§ Exercise tasks:
A – Answer these questions using the corncob pipe thread.
(i) What makes some of the first poster's briar pipes smoke too hot?
(ii) How many corncobs does Requiem want to get while visiting the US?
(iii) Where did the dollar cobs that Mr.Lordi found come from?
B – From the corncob pipe thread, print the passage that begins at the words "Like some people" and stops after "I don't know.".
C – List every username that appears as a post heading in the corncob pipe thread.

§ Passage to read:
────

Like some people I picked up briar pipes first before getting a cob pipe. Since I smoke in an opened garage, some of the briar pipes will smoke too hot because of the wind. With a cob pipe, the wind is no longer a factor. I can enjoy the smoke & just worry about keeping the tobacco lit. If the cob pipe gets too hot, who cares unlike a briar pipe that I don't want to ruin. Finished a bowl of GH Happy Bogie & a bowl of Black twist Sliced in my cob.


----------



## Requiem (Dec 6, 2008)

I want to get 5 corncobs, while visiting the US. 
2 or 3 will be for myself, and the rest to offer, on a effort to recruite some friends to the hobby...

I see some Missouri Meerschaums have a hardwood fitted bottom... are those the best?
However, I am not sure which models have that hardwood bottom. Great Danes, Diplomats are listed as having them... the others I don't know.


----------



## Mr.Lordi (May 20, 2007)

I love cobs, give you one of the best smokes ever. Only thing that sucks is they cost 5 bucks for what you could, essentially, make yourself. 

I did find a bunch of dollar cobs once, but they came from China and I didn't want lead poisoning...not that EVERYTHING from there has lead in it, but it did cross my mind. lol

Oh yeah, also, the bowls are too small and it seems right when Im finally getting into the groove, the smoke is done. Not even all the way to the bottom either, it just stops. lol


----------



## DSturg369 (Apr 6, 2008)

I wind myself smoking a MM cob and PA more often than any other combo in my collection. They just seem to "click" together so well I figure "Why fight a good thing?"

As for pic, my avatar and profile pic tell it all.


----------

────

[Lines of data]
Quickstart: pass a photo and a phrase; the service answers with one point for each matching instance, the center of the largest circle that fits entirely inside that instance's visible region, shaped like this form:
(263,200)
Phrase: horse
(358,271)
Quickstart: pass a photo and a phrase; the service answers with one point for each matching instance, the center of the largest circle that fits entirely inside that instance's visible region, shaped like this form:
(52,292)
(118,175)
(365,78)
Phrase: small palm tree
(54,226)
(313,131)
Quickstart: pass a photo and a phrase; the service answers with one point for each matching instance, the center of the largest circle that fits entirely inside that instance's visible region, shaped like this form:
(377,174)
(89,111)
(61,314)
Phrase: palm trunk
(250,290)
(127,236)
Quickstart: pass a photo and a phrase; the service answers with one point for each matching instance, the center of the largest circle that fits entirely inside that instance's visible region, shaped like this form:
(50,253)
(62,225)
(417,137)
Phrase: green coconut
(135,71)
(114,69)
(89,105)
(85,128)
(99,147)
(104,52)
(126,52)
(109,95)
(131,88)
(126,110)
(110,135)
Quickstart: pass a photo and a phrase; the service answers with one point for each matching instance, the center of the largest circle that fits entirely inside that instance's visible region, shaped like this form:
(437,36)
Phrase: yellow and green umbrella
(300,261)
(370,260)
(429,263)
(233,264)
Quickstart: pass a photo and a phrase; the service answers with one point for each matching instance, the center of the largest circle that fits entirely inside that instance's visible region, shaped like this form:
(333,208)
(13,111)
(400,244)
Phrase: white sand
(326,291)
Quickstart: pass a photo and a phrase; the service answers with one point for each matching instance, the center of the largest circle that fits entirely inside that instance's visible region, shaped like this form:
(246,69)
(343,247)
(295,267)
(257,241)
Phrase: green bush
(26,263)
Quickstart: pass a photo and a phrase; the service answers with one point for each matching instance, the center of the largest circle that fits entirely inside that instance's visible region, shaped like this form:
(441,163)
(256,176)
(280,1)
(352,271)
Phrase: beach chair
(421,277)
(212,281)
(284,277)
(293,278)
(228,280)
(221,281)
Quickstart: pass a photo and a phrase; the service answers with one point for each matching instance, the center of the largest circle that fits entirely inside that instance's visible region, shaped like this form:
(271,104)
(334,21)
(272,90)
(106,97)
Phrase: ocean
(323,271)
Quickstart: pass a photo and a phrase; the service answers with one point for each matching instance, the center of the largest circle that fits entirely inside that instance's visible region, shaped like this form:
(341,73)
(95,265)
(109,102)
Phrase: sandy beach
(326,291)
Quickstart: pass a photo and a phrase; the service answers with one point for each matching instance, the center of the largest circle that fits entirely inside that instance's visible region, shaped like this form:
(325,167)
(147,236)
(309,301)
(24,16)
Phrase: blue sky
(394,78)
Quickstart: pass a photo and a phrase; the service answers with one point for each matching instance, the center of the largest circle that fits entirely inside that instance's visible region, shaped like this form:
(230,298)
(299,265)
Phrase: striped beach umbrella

────

§ Outputs by task:
A –
(i) The wind, since the poster smokes in an opened garage.
(ii) Five.
(iii) China.

B –
Like some people I picked up briar pipes first before getting a cob pipe. Since I smoke in an opened garage, some of the briar pipes will smoke too hot because of the wind. With a cob pipe, the wind is no longer a factor. I can enjoy the smoke & just worry about keeping the tobacco lit. If the cob pipe gets too hot, who cares unlike a briar pipe that I don't want to ruin. Finished a bowl of GH Happy Bogie & a bowl of Black twist Sliced in my cob.


----------



## Requiem (Dec 6, 2008)

I want to get 5 corncobs, while visiting the US. 
2 or 3 will be for myself, and the rest to offer, on a effort to recruite some friends to the hobby...

I see some Missouri Meerschaums have a hardwood fitted bottom... are those the best?
However, I am not sure which models have that hardwood bottom. Great Danes, Diplomats are listed as having them... the others I don't know.

C –
Requiem
Mr.Lordi
DSturg369